The data must be returned in full and exactly as given.
───── LISTED RECORDS
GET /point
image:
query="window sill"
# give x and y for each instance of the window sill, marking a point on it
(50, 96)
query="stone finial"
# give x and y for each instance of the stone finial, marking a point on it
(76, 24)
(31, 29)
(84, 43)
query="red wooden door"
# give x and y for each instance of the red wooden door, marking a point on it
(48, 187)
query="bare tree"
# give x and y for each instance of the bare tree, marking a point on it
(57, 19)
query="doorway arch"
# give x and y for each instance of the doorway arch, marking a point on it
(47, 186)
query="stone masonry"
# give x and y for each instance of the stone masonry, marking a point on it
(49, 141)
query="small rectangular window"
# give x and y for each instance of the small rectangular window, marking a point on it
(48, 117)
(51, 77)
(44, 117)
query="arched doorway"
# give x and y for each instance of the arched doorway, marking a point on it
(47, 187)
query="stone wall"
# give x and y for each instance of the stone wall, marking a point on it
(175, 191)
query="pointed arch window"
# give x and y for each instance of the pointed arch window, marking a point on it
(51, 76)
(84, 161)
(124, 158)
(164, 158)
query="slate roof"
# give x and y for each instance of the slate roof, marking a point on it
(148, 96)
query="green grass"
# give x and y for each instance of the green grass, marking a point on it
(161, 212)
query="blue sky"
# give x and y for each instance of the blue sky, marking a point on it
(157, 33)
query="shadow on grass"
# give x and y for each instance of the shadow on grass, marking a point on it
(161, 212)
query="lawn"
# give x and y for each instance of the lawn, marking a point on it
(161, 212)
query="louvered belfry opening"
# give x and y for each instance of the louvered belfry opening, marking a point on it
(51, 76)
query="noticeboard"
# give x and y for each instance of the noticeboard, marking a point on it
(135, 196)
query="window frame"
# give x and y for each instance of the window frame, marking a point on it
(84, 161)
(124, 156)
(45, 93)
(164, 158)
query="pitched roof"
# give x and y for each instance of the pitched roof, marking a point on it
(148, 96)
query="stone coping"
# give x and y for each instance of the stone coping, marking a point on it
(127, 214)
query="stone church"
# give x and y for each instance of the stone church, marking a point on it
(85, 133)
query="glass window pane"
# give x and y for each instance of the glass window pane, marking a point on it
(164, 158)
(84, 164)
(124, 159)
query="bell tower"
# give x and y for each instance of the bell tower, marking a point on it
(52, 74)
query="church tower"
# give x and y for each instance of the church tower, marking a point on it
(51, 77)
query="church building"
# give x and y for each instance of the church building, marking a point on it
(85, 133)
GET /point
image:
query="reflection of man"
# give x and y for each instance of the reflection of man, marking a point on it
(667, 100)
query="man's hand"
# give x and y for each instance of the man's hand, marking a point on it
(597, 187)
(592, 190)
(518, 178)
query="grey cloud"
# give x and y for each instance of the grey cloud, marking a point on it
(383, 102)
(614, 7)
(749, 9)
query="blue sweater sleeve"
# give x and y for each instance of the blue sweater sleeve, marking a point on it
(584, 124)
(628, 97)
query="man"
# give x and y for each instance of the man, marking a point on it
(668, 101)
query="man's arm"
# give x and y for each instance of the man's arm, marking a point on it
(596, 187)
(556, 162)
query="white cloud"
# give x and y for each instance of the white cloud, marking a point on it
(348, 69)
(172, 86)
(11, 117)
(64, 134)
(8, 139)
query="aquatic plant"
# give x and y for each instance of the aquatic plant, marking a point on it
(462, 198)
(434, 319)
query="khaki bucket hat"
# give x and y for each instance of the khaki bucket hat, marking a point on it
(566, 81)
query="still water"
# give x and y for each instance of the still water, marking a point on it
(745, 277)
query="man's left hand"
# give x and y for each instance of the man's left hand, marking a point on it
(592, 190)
──────────
## [ANSWER FOR THIS EXERCISE]
GET /point
image:
query="window sill"
# give x and y for each instance of the window sill, marking a point on it
(50, 96)
query="stone finial"
# give x and y for each instance of the stone finial, marking a point on it
(76, 24)
(31, 29)
(84, 43)
query="red wooden door"
# give x and y for each instance of the red wooden door, marking a point on it
(48, 187)
query="bare tree"
# give x and y for each instance of the bare tree, marking a point on it
(57, 19)
query="doorway arch"
# give x and y for each instance of the doorway arch, marking a point on it
(47, 186)
query="stone masonry"
# give x and y for each instance of the stone masonry, marking a point on it
(49, 141)
query="small rectangular window"
# give x and y for each instance of the small rectangular window, marking a point on it
(48, 117)
(51, 77)
(44, 117)
query="arched doorway"
# give x and y for each instance of the arched doorway, marking a point on it
(47, 187)
query="stone wall"
# give x and y for each instance of the stone wall, marking a point on it
(175, 191)
query="pointed arch window"
# give x and y for each instance of the pointed arch window, marking a point on it
(51, 76)
(84, 161)
(124, 158)
(164, 158)
query="slate roof"
# give x and y for each instance of the slate roof, marking a point on it
(148, 96)
query="green grass"
# give x and y for each instance of the green grass, marking a point on it
(161, 212)
query="blue sky"
# give x and y for each instance of the blue sky, marking a point on it
(157, 33)
query="shadow on grass"
# give x and y for each instance of the shadow on grass, marking a point on it
(161, 212)
query="lawn"
# give x and y for each instance of the lawn, marking a point on it
(161, 212)
query="louvered belfry opening"
# give x and y for each instance of the louvered belfry opening, marking a point on it
(51, 76)
query="noticeboard"
# give x and y for each instance of the noticeboard, marking a point on it
(135, 196)
query="window frame"
# give x and y for each instance of the window frame, marking a point on it
(84, 161)
(124, 156)
(45, 93)
(164, 158)
query="pitched roof"
# give x and y for each instance of the pitched roof, marking a point on it
(148, 96)
query="stone coping"
# give x and y for each instance of the stone coping, marking a point on it
(127, 214)
query="stone church"
# give x and y for each instance of the stone church, marking a point on it
(85, 133)
query="glass window pane"
# give x and y for each instance of the glass window pane, marking a point on it
(164, 158)
(84, 164)
(124, 159)
query="bell tower"
# give x and y for each instance of the bell tower, marking a point on it
(52, 74)
query="church tower"
# give x and y for each instance of the church tower, marking a point on it
(51, 77)
query="church building"
# give x and y for each instance of the church building, marking a point on it
(85, 133)
GET /point
image:
query="reflection of man"
# give x and y for each instance of the reflection of man, marking a point on it
(667, 100)
query="man's hand"
# give x and y for each instance of the man's hand, marking a point on it
(597, 187)
(592, 190)
(518, 178)
query="grey cloud"
# give x and y for each instance of the grey cloud, marking a point on it
(383, 102)
(614, 7)
(749, 9)
query="blue sweater sleeve"
# give x and y for each instance of the blue sweater sleeve, marking a point on it
(584, 124)
(628, 97)
query="man"
# give x and y for each instance of the man, marking a point on it
(668, 101)
query="man's arm"
# give x and y for each instance of the man's arm, marking a point on it
(596, 187)
(556, 162)
query="white cloud"
# give x and y for each instance of the white cloud, marking a point on it
(348, 69)
(172, 86)
(11, 117)
(64, 134)
(8, 139)
query="aquatic plant"
# give x and y for each instance of the aquatic plant, marking a point on it
(462, 198)
(434, 319)
query="khaki bucket hat"
# give x and y for each instance of the khaki bucket hat, marking a point on it
(566, 81)
query="still water"
# give x and y for each instance of the still water, marking a point on it
(745, 277)
query="man's left hand"
# give x and y for each instance of the man's left hand, marking a point on it
(592, 190)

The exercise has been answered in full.